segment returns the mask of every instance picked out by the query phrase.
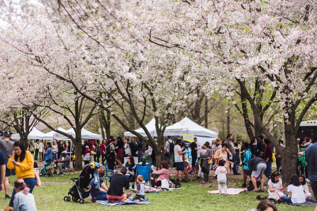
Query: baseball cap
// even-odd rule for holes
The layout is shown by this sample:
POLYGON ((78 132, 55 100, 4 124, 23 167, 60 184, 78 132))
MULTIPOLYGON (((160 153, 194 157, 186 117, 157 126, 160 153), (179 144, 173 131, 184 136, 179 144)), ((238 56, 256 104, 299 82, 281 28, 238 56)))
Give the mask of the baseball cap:
POLYGON ((3 134, 5 136, 11 136, 11 133, 10 131, 4 131, 3 133, 3 134))

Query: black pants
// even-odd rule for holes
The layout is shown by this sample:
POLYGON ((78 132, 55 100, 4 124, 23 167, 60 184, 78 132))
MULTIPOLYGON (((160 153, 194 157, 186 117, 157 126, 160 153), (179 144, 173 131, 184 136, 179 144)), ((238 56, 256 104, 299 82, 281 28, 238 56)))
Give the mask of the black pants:
POLYGON ((96 154, 94 155, 94 160, 95 162, 99 163, 99 158, 100 157, 100 153, 101 153, 101 151, 100 150, 96 150, 96 154), (96 158, 97 158, 96 160, 96 158))
POLYGON ((280 168, 281 168, 281 161, 282 159, 281 158, 276 158, 276 171, 280 171, 280 168))
POLYGON ((114 152, 110 153, 110 156, 108 160, 107 160, 108 168, 109 170, 113 170, 114 168, 114 162, 115 161, 115 155, 114 154, 114 152))
POLYGON ((310 182, 310 186, 312 187, 312 190, 314 194, 315 199, 317 200, 317 183, 312 183, 310 182))
POLYGON ((35 150, 35 154, 34 155, 34 159, 36 160, 37 160, 37 156, 39 154, 39 150, 37 149, 35 150))
POLYGON ((103 164, 105 163, 107 156, 106 155, 102 155, 101 156, 101 162, 103 164))
POLYGON ((191 167, 193 167, 196 164, 196 160, 197 159, 197 154, 191 155, 191 167))

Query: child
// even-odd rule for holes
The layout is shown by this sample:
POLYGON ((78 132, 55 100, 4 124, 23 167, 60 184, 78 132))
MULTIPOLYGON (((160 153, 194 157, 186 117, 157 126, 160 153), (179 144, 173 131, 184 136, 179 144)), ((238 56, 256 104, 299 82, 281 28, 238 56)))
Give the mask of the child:
POLYGON ((225 195, 228 195, 228 194, 227 193, 227 169, 223 166, 225 162, 223 160, 220 160, 218 161, 218 167, 216 169, 215 174, 217 176, 219 195, 221 195, 222 189, 223 188, 225 195))
POLYGON ((84 164, 87 165, 89 164, 90 150, 89 149, 89 146, 87 145, 85 147, 86 148, 86 150, 84 152, 84 164))
POLYGON ((137 188, 135 189, 136 195, 132 199, 132 201, 139 199, 140 201, 145 201, 145 199, 144 198, 144 196, 145 194, 144 193, 144 190, 145 189, 145 186, 144 184, 142 183, 143 181, 143 176, 140 175, 138 175, 137 177, 137 182, 138 185, 137 185, 137 188))
POLYGON ((63 157, 63 154, 61 154, 60 155, 60 158, 58 159, 60 160, 64 160, 64 159, 65 159, 65 158, 63 157))
POLYGON ((298 175, 298 180, 301 183, 304 188, 304 191, 305 193, 305 196, 306 197, 306 201, 310 199, 312 194, 309 192, 309 189, 308 189, 308 185, 306 183, 305 180, 305 175, 300 174, 298 175))
POLYGON ((75 154, 74 154, 74 155, 73 156, 73 159, 72 159, 73 161, 73 168, 75 168, 75 165, 76 165, 76 158, 75 157, 75 154))

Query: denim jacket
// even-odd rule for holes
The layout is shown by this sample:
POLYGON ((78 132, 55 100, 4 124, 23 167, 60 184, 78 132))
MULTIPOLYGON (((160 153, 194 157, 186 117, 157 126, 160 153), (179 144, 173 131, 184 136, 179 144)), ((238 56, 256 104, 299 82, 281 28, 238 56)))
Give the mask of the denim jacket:
POLYGON ((25 195, 20 191, 14 196, 13 211, 37 211, 34 196, 29 193, 25 195))

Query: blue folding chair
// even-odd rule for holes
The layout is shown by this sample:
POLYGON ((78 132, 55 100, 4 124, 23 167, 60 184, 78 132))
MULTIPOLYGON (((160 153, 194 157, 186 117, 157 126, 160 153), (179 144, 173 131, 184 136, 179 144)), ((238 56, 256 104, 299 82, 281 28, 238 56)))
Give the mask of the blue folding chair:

## What needs to be done
Turn each line of the records above into one string in a JSON list, omitting blank lines. Leave the picture out of the answer.

## Exercise solution
[
  "segment returns the mask of every instance picked out by the query phrase.",
  "Query: baseball cap",
  "// even-odd rule for holes",
  "The layout is shown by this sample:",
  "POLYGON ((78 132, 55 100, 4 124, 23 167, 60 184, 78 132))",
  "MULTIPOLYGON (((160 153, 194 157, 186 117, 157 126, 160 153), (179 144, 173 131, 184 136, 179 144)), ((238 56, 256 104, 299 82, 281 28, 238 56)))",
  "Give the mask of the baseball cap:",
  "POLYGON ((3 134, 5 136, 11 136, 11 133, 10 131, 4 131, 3 133, 3 134))",
  "Query: black pants",
  "// even-odd rule for holes",
  "The layout is shown by this sample:",
  "POLYGON ((78 132, 55 100, 4 124, 23 167, 60 184, 78 132))",
  "MULTIPOLYGON (((160 153, 194 157, 186 117, 157 126, 160 153), (179 144, 173 131, 184 136, 179 144)), ((238 56, 256 104, 299 82, 281 28, 238 56)))",
  "Give the mask of the black pants:",
  "POLYGON ((96 154, 94 155, 94 160, 95 162, 99 163, 99 158, 100 157, 100 153, 101 153, 101 151, 100 150, 96 150, 96 154), (96 158, 97 158, 96 160, 96 158))",
  "POLYGON ((280 168, 281 168, 281 161, 282 159, 281 158, 276 158, 276 171, 280 171, 280 168))",
  "POLYGON ((114 152, 110 153, 110 156, 108 160, 107 160, 108 168, 109 170, 113 170, 114 168, 114 162, 115 161, 115 155, 114 154, 114 152))",
  "POLYGON ((310 182, 310 186, 312 187, 312 190, 314 194, 315 199, 317 200, 317 183, 312 183, 310 182))",
  "POLYGON ((35 150, 35 154, 34 155, 34 159, 36 160, 37 160, 37 156, 39 154, 39 150, 37 149, 35 150))",
  "POLYGON ((103 164, 105 163, 107 156, 106 155, 102 155, 101 156, 101 162, 103 164))",
  "POLYGON ((191 167, 193 167, 196 164, 196 160, 197 159, 197 154, 191 155, 191 167))",
  "Query: child",
  "// even-odd rule for holes",
  "The layout is shown by this sample:",
  "POLYGON ((78 132, 55 100, 4 124, 23 167, 60 184, 78 132))",
  "MULTIPOLYGON (((160 153, 194 157, 186 117, 157 126, 160 153), (179 144, 173 131, 184 136, 179 144)), ((238 56, 256 104, 299 82, 281 28, 238 56)))",
  "Give the mask of the child:",
  "POLYGON ((225 195, 228 195, 228 194, 227 193, 227 169, 223 166, 225 162, 223 160, 220 160, 218 161, 218 167, 216 169, 215 174, 217 176, 219 195, 221 195, 222 189, 223 188, 225 195))",
  "POLYGON ((84 164, 87 165, 89 164, 90 150, 89 149, 89 146, 87 145, 85 147, 86 148, 86 150, 84 152, 84 164))",
  "POLYGON ((137 188, 135 189, 136 195, 132 199, 132 201, 139 199, 140 201, 145 201, 145 199, 144 198, 144 196, 145 194, 144 193, 144 190, 145 189, 145 186, 144 184, 142 183, 143 181, 143 176, 140 175, 138 175, 137 177, 137 182, 138 185, 137 185, 137 188))",
  "POLYGON ((63 157, 63 154, 61 154, 60 155, 60 158, 58 159, 60 160, 64 160, 64 159, 65 159, 65 158, 63 157))",
  "POLYGON ((298 175, 298 180, 301 183, 304 188, 304 191, 305 193, 305 196, 306 197, 306 201, 310 199, 312 194, 309 192, 309 189, 308 189, 308 185, 306 183, 305 180, 305 175, 300 174, 298 175))",
  "POLYGON ((75 154, 74 154, 74 155, 73 156, 73 159, 72 159, 73 161, 73 168, 75 168, 75 165, 76 165, 76 158, 75 157, 75 154))",
  "Query: denim jacket",
  "// even-odd rule for holes",
  "The layout is shown by this sample:",
  "POLYGON ((78 132, 55 100, 4 124, 23 167, 60 184, 78 132))",
  "MULTIPOLYGON (((160 153, 194 157, 186 117, 157 126, 160 153), (179 144, 173 131, 184 136, 179 144)), ((238 56, 256 104, 299 82, 281 28, 238 56)))",
  "Give the mask of the denim jacket:",
  "POLYGON ((25 195, 20 191, 14 196, 13 211, 37 211, 34 196, 29 193, 25 195))",
  "Query: blue folding chair",
  "// even-odd rule for holes",
  "The layout is shown by this sample:",
  "POLYGON ((78 132, 55 100, 4 124, 23 167, 60 184, 78 132))",
  "MULTIPOLYGON (((160 153, 194 157, 186 117, 157 126, 160 153), (179 144, 173 131, 184 136, 179 144)), ((238 56, 256 104, 299 82, 281 28, 238 56)))",
  "Give the mask of the blue folding chair:"
]